• **Work to be completed**: The expected response is a copy of every line in the entries below that includes the word "dark".

• **Material for this exercise**:
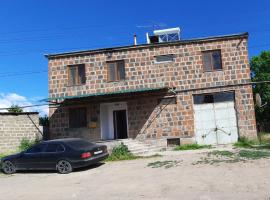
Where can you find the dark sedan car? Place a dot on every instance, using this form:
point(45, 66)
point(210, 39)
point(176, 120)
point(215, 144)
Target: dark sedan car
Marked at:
point(62, 155)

• **Written reply**:
Where can you find the dark sedan car? Place a dot on every instance, using this form:
Target: dark sedan car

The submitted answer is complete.